WHAT THIS TASK INVOLVES
Copy every record below exactly as it stands.

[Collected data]

########

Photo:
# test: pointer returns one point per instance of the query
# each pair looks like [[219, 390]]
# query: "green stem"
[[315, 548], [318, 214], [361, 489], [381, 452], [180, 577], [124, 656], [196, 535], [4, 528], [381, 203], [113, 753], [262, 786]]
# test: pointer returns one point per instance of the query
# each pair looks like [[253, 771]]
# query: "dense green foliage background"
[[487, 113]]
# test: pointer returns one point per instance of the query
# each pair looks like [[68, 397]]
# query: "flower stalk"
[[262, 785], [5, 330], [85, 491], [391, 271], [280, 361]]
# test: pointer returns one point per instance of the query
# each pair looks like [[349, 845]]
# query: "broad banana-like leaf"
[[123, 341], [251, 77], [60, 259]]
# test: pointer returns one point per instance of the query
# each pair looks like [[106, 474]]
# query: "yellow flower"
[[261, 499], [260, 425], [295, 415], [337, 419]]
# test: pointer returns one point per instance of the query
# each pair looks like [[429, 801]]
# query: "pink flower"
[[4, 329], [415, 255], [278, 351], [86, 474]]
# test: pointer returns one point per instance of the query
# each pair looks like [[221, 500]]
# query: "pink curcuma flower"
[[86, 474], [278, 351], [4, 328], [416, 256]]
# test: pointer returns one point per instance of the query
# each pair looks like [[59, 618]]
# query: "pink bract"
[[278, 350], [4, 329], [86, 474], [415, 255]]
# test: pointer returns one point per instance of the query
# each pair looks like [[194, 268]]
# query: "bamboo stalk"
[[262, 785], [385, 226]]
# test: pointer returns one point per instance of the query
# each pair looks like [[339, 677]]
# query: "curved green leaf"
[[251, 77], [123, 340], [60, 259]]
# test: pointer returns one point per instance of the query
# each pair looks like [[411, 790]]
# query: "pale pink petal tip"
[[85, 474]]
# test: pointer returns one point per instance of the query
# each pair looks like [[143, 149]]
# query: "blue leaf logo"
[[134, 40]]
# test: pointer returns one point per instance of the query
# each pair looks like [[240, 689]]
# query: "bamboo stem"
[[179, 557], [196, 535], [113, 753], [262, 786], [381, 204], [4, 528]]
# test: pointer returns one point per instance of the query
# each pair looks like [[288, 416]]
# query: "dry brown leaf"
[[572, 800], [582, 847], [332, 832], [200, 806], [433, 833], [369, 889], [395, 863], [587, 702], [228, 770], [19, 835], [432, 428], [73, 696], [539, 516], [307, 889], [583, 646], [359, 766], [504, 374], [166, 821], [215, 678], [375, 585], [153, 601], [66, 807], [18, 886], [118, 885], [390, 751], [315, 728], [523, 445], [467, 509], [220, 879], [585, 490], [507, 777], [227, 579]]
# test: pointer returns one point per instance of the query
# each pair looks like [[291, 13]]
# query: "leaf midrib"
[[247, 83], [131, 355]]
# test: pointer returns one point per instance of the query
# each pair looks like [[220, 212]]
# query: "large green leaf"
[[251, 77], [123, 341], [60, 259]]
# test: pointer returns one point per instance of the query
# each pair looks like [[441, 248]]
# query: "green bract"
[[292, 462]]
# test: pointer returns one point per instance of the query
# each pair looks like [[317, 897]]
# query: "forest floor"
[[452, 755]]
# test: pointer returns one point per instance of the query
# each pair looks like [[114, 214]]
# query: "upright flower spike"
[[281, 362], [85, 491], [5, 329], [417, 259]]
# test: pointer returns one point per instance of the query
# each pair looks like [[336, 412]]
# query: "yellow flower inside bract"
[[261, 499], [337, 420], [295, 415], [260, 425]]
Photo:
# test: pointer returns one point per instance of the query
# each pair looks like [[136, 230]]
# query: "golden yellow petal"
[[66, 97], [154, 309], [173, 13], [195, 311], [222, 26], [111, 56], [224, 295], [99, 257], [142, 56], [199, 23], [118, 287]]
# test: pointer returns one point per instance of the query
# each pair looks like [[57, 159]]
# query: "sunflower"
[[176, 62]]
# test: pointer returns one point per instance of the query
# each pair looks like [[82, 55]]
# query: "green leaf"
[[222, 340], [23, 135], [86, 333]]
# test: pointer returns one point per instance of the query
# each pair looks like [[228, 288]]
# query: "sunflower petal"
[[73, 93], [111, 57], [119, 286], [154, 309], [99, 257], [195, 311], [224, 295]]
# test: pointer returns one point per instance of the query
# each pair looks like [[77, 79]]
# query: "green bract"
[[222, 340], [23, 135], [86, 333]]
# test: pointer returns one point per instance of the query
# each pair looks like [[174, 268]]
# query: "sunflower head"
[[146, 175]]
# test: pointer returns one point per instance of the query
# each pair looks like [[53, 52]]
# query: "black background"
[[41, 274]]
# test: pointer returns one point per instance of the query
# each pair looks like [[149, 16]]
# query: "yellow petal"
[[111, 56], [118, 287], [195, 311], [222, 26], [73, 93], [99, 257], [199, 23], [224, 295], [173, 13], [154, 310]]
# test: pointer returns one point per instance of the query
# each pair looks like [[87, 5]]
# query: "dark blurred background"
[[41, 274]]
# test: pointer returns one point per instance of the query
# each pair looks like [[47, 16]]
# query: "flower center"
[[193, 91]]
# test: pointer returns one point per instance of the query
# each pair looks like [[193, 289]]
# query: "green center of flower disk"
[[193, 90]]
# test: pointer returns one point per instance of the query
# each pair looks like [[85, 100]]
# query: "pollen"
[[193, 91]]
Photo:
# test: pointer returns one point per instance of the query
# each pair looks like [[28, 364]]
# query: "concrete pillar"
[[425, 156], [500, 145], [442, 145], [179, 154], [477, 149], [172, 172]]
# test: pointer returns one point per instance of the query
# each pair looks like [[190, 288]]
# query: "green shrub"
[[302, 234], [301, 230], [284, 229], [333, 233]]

########

EXERCISE RESPONSE
Photo:
# test: pointer returns one point per instance of the query
# each pair looks like [[219, 390]]
# query: "green stem"
[[315, 548], [318, 214], [361, 489], [381, 452], [180, 577], [124, 656], [196, 535], [4, 528], [381, 203], [113, 753], [262, 786]]
# test: pointer returns one point per instance of the query
# each pair looks like [[253, 771]]
# query: "dense green foliage background"
[[487, 113]]
# test: pointer returns one point per instance of the query
# each pair looks like [[68, 397]]
# query: "flower stalk"
[[262, 785], [5, 330], [85, 491], [391, 271], [280, 361]]
# test: pointer returns one point per instance of the query
# each pair looks like [[349, 845]]
# query: "broad banana-like leaf"
[[123, 341], [251, 77], [60, 259]]
# test: pointer returns one point per instance of the query
# each pair looks like [[106, 474]]
# query: "yellow flower"
[[261, 499], [260, 425], [295, 415], [337, 419]]
# test: pointer returns one point per instance of the query
# each pair looks like [[429, 801]]
# query: "pink flower"
[[4, 329], [415, 255], [278, 351], [86, 474]]
# test: pointer returns one point per instance of the query
# each pair looks like [[221, 500]]
# query: "pink curcuma flower"
[[86, 474], [278, 351], [4, 328], [416, 256]]
# test: pointer returns one point per instance of the query
# each pair looks like [[59, 618]]
# query: "pink bract"
[[278, 350], [4, 329], [86, 474], [415, 255]]
# test: pointer returns one point per instance of the query
# each pair looks like [[194, 268]]
# query: "bamboo stalk"
[[262, 785], [385, 226]]
# test: pointer returns one point per instance of the query
# each pair looks like [[339, 677]]
# query: "curved green leaf"
[[251, 77], [123, 340], [60, 259]]
# test: pointer returns one point per instance of the query
# each pair looks like [[411, 790]]
# query: "pale pink petal tip"
[[85, 474]]
# test: pointer returns one point per instance of the query
# each pair looks like [[143, 149]]
# query: "blue leaf logo"
[[134, 40]]
# test: pointer returns one point per instance of the query
# each pair looks like [[240, 689]]
# query: "bamboo stem"
[[179, 557], [196, 535], [113, 753], [262, 786], [381, 204], [4, 528]]
# test: pointer returns one point per instance of the query
# each pair looks like [[288, 416]]
# query: "dry brown leaf"
[[572, 800], [582, 847], [332, 832], [200, 806], [433, 833], [369, 889], [395, 863], [587, 702], [228, 770], [19, 835], [432, 428], [73, 696], [539, 516], [307, 889], [583, 646], [359, 766], [504, 374], [166, 821], [215, 678], [375, 585], [153, 601], [66, 807], [18, 886], [118, 885], [390, 751], [315, 728], [523, 445], [467, 509], [220, 879], [585, 490], [507, 777], [227, 579]]
# test: pointer returns one point per instance of the query
# each pair looks like [[291, 13]]
# query: "leaf midrib"
[[247, 83], [131, 355]]
# test: pointer returns one point per instance of the query
# each pair looks like [[220, 212]]
# query: "large green leaf"
[[251, 77], [123, 341], [60, 259]]
# test: pointer returns one point per instance of the query
# each pair looks like [[441, 248]]
# query: "green bract"
[[292, 462]]
# test: pointer returns one point per instance of the query
# each pair looks like [[317, 897]]
# query: "forest floor"
[[452, 755]]
# test: pointer returns one point per instance of the query
# each pair looks like [[114, 214]]
# query: "upright flower spike"
[[281, 362], [85, 491], [5, 329], [417, 259]]
# test: pointer returns one point per instance of the query
# each pair looks like [[336, 412]]
# query: "yellow flower inside bract"
[[261, 499], [337, 420], [295, 415], [260, 425]]
Photo:
# test: pointer returns one point per instance of the query
# each pair looks like [[136, 230]]
# query: "golden yellow petal"
[[66, 97], [154, 309], [173, 13], [195, 311], [222, 26], [111, 56], [224, 295], [99, 257], [142, 56], [199, 23], [118, 287]]
# test: pointer returns one point per instance of the query
# each pair looks like [[57, 159]]
# query: "sunflower"
[[176, 62]]
# test: pointer returns one point per instance of the query
# each pair looks like [[82, 55]]
# query: "green leaf"
[[222, 340], [23, 135], [86, 333]]
# test: pointer returns one point per instance of the query
# each pair looks like [[228, 288]]
# query: "sunflower petal"
[[73, 93], [111, 57], [119, 286], [154, 309], [99, 257], [195, 311], [224, 295]]
# test: pointer returns one point per instance of the query
# each pair looks like [[77, 79]]
# query: "green bract"
[[222, 340], [23, 135], [86, 333]]
# test: pointer returns one point per instance of the query
# each pair looks like [[174, 268]]
# query: "sunflower head"
[[146, 175]]
# test: pointer returns one point per instance of the query
# each pair looks like [[53, 52]]
# query: "black background"
[[41, 274]]
# test: pointer returns one point per instance of the query
# each pair looks like [[149, 16]]
# query: "yellow petal"
[[111, 56], [118, 287], [195, 311], [222, 26], [73, 93], [99, 257], [199, 23], [224, 295], [173, 13], [154, 310]]
# test: pointer returns one point per instance of the query
# each pair looks like [[87, 5]]
# query: "dark blurred background"
[[41, 274]]
# test: pointer returns one point per instance of the query
# each pair looks like [[47, 16]]
# query: "flower center"
[[193, 91]]
# test: pointer returns one point per instance of the query
# each pair looks like [[193, 289]]
# query: "green center of flower disk"
[[193, 90]]
# test: pointer returns one point per instance of the query
# each pair looks like [[85, 100]]
# query: "pollen"
[[193, 91]]
Photo:
# test: pointer returns one point per instance of the query
# each pair looks like [[28, 364]]
# query: "concrete pillar"
[[425, 156], [500, 145], [442, 145], [179, 154], [477, 149], [172, 172]]
# test: pointer returns one point per instance of the query
# each pair looks like [[190, 288]]
# query: "green shrub"
[[302, 234], [301, 230], [284, 229], [333, 233]]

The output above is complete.